## [Work instructions]
List each line in the listing below that contains the word "forest".

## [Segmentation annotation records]
****************************************
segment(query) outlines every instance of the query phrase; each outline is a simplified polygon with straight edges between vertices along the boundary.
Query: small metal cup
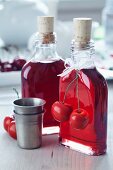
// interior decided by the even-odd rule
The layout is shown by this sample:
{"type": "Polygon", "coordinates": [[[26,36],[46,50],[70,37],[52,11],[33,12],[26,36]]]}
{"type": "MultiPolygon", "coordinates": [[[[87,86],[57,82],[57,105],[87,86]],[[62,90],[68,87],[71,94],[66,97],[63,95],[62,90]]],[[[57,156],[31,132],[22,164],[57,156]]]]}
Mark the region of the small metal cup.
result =
{"type": "Polygon", "coordinates": [[[22,98],[14,101],[19,147],[35,149],[41,146],[45,103],[45,100],[39,98],[22,98]]]}

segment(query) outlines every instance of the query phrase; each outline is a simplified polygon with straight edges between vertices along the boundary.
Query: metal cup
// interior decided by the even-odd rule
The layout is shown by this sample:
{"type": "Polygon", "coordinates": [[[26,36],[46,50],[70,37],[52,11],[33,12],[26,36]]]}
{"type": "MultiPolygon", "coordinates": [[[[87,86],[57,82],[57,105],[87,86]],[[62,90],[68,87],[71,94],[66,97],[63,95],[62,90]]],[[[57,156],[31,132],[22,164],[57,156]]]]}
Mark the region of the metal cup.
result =
{"type": "Polygon", "coordinates": [[[45,100],[39,98],[22,98],[14,101],[19,147],[35,149],[41,146],[45,103],[45,100]]]}

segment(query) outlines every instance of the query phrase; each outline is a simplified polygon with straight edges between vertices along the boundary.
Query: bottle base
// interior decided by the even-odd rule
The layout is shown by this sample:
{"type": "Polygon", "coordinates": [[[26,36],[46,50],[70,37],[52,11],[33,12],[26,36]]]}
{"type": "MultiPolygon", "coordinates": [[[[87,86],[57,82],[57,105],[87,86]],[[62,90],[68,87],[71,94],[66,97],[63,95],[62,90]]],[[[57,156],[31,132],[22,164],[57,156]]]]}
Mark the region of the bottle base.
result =
{"type": "Polygon", "coordinates": [[[59,133],[59,126],[52,126],[52,127],[43,127],[42,135],[52,135],[59,133]]]}
{"type": "Polygon", "coordinates": [[[87,155],[99,156],[106,153],[106,146],[104,145],[103,147],[102,144],[92,143],[88,146],[61,137],[59,138],[59,141],[62,145],[87,155]]]}

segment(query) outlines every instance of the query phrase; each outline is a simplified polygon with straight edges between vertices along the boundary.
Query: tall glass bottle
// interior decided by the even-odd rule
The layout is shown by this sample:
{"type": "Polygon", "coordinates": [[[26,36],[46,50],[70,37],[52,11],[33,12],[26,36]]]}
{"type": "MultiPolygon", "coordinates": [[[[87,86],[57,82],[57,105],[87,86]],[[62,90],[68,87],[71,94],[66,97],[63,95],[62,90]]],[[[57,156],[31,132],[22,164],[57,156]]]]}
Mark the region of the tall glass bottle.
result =
{"type": "Polygon", "coordinates": [[[51,105],[59,98],[59,77],[64,61],[56,51],[54,17],[39,17],[36,52],[22,69],[22,97],[46,100],[43,134],[57,133],[59,123],[51,115],[51,105]]]}
{"type": "MultiPolygon", "coordinates": [[[[74,26],[71,61],[61,74],[59,87],[60,103],[73,111],[61,121],[60,142],[86,154],[101,155],[106,152],[107,83],[92,60],[91,19],[75,18],[74,26]]],[[[59,114],[64,117],[63,110],[59,114]]]]}

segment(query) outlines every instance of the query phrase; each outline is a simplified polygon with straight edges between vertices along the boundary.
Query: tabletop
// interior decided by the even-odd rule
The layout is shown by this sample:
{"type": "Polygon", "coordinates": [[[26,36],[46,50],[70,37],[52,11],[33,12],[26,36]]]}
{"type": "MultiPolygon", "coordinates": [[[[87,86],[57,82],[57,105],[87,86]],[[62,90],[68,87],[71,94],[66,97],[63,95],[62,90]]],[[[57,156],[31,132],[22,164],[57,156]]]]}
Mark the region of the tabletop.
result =
{"type": "MultiPolygon", "coordinates": [[[[25,150],[3,129],[3,119],[13,111],[12,87],[0,87],[0,170],[113,170],[113,81],[108,83],[107,153],[88,156],[59,144],[58,134],[43,136],[42,147],[25,150]]],[[[16,87],[20,90],[20,87],[16,87]]]]}

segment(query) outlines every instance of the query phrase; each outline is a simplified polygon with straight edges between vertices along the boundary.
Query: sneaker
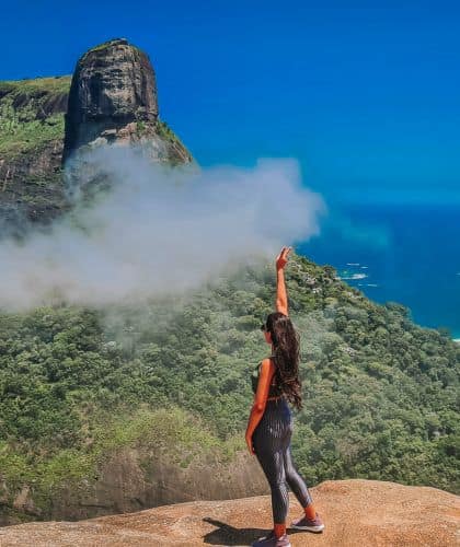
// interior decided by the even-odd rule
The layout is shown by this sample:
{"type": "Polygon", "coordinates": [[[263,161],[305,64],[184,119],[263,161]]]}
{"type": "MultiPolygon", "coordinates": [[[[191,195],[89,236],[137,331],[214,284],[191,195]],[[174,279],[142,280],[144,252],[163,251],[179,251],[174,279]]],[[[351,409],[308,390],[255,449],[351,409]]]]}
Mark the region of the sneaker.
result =
{"type": "Polygon", "coordinates": [[[307,519],[303,515],[301,519],[297,519],[297,521],[292,521],[290,523],[290,527],[295,529],[308,529],[309,532],[322,532],[324,529],[324,523],[321,520],[321,516],[317,513],[315,517],[307,519]]]}
{"type": "Polygon", "coordinates": [[[251,544],[251,547],[290,547],[289,537],[284,534],[281,537],[275,536],[275,531],[264,537],[260,537],[256,542],[251,544]]]}

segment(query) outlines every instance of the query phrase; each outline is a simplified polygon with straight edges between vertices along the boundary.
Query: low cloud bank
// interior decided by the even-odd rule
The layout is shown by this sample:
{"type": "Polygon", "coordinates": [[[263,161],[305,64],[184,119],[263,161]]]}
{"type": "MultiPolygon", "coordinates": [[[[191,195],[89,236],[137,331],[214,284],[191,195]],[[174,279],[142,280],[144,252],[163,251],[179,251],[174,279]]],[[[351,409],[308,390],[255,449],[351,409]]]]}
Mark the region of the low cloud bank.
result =
{"type": "Polygon", "coordinates": [[[68,188],[72,213],[21,244],[0,242],[1,309],[56,301],[97,306],[184,292],[318,234],[327,211],[302,186],[294,160],[165,168],[129,148],[107,147],[81,161],[81,179],[68,188]],[[83,207],[88,173],[104,174],[111,190],[83,207]]]}

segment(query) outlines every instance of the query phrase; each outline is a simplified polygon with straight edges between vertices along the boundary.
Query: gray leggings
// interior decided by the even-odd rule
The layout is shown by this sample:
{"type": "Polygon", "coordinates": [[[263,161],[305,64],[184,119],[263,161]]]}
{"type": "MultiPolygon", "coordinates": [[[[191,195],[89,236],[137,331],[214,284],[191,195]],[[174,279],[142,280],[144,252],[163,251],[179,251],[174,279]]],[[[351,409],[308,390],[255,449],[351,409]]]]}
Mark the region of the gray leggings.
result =
{"type": "Polygon", "coordinates": [[[252,442],[272,490],[273,521],[276,524],[286,522],[289,509],[287,485],[302,508],[313,502],[304,480],[292,463],[291,435],[292,416],[287,400],[284,397],[267,400],[264,416],[252,435],[252,442]]]}

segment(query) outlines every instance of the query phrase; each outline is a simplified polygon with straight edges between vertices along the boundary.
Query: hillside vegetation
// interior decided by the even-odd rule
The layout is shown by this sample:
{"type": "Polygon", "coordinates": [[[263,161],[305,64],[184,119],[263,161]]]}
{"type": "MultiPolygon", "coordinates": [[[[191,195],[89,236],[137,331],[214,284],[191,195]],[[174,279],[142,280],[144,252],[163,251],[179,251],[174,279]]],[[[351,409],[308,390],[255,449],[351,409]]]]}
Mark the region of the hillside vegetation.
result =
{"type": "MultiPolygon", "coordinates": [[[[369,301],[331,266],[296,255],[286,279],[304,397],[292,453],[307,481],[369,478],[460,493],[460,346],[415,325],[401,304],[369,301]]],[[[48,516],[62,485],[97,480],[120,446],[161,440],[180,466],[245,451],[250,372],[267,354],[258,326],[273,311],[274,283],[274,266],[258,264],[142,310],[2,313],[4,511],[21,516],[12,503],[27,484],[48,516]]]]}

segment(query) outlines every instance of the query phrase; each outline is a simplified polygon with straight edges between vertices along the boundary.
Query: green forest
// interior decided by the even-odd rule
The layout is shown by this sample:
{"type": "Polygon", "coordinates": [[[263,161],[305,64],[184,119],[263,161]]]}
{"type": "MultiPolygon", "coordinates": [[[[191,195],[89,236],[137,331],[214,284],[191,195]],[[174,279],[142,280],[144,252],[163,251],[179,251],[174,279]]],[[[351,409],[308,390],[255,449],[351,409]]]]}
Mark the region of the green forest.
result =
{"type": "MultiPolygon", "coordinates": [[[[460,493],[450,333],[306,257],[292,256],[286,282],[303,393],[292,455],[308,484],[370,478],[460,493]]],[[[12,492],[27,484],[46,517],[64,482],[96,480],[107,454],[151,439],[181,466],[245,451],[250,373],[269,350],[258,326],[275,292],[274,264],[254,261],[142,305],[0,312],[1,511],[14,512],[12,492]]]]}

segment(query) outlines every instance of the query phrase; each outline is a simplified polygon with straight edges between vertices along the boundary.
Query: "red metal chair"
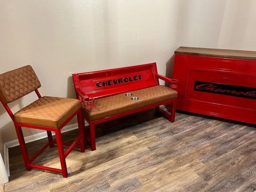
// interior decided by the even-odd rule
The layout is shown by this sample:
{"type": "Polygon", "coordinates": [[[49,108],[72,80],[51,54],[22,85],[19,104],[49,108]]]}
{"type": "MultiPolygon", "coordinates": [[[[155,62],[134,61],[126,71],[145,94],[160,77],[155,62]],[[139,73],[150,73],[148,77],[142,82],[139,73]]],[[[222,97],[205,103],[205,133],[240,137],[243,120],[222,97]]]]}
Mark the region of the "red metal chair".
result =
{"type": "Polygon", "coordinates": [[[50,96],[41,97],[38,90],[41,84],[30,65],[23,67],[0,75],[0,101],[13,121],[26,168],[49,170],[61,173],[67,177],[66,157],[75,147],[84,152],[83,118],[79,101],[73,99],[50,96]],[[38,99],[14,114],[7,104],[35,91],[38,99]],[[77,116],[79,136],[72,143],[62,141],[61,129],[75,116],[77,116]],[[21,127],[47,131],[48,142],[33,157],[29,158],[24,140],[21,127]],[[53,140],[52,132],[55,133],[53,140]],[[80,144],[78,143],[80,142],[80,144]],[[61,169],[32,164],[33,161],[48,146],[57,144],[61,169]],[[63,146],[69,146],[64,151],[63,146]]]}

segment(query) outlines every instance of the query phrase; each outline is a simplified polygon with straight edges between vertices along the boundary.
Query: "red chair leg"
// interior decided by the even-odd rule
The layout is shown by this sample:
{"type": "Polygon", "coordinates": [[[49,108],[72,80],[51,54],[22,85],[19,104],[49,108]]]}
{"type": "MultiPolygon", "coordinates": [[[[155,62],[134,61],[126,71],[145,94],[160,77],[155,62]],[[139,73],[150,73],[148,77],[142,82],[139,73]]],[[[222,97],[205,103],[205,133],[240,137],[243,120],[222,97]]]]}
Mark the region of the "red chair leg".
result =
{"type": "Polygon", "coordinates": [[[66,163],[66,160],[65,155],[64,155],[64,149],[63,148],[63,143],[62,142],[62,138],[60,130],[57,130],[55,131],[55,136],[56,137],[56,142],[58,146],[60,160],[61,161],[61,170],[62,170],[62,176],[64,177],[67,177],[67,164],[66,163]]]}
{"type": "Polygon", "coordinates": [[[175,120],[175,102],[172,102],[170,104],[169,107],[169,111],[171,113],[171,116],[170,117],[170,121],[172,122],[174,122],[175,120]]]}
{"type": "Polygon", "coordinates": [[[84,121],[82,116],[81,110],[77,113],[77,123],[78,124],[78,129],[79,135],[81,137],[80,140],[81,151],[84,152],[85,150],[84,147],[84,121]]]}
{"type": "Polygon", "coordinates": [[[49,146],[50,147],[53,147],[54,145],[53,145],[53,140],[52,139],[52,131],[47,131],[47,136],[48,138],[48,141],[49,142],[49,146]]]}
{"type": "Polygon", "coordinates": [[[91,149],[92,151],[96,150],[96,140],[95,140],[95,130],[94,129],[94,122],[90,123],[90,134],[91,142],[91,149]]]}
{"type": "Polygon", "coordinates": [[[17,126],[15,125],[15,126],[17,134],[17,137],[18,137],[18,140],[20,143],[20,150],[21,151],[21,153],[23,156],[23,160],[24,160],[26,169],[28,171],[30,171],[31,168],[29,166],[29,157],[26,146],[25,143],[25,140],[24,140],[24,136],[23,136],[23,133],[22,133],[22,130],[20,127],[17,126]]]}

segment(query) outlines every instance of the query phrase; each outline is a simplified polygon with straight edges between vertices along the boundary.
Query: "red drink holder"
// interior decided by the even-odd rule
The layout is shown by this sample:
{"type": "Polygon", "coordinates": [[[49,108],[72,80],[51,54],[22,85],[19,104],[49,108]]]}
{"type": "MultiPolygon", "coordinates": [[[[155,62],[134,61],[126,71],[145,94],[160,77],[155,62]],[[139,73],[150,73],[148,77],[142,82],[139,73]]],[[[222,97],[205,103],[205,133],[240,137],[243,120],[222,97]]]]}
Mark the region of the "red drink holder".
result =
****************************************
## [Task solution]
Query: green forest
Mark the region of the green forest.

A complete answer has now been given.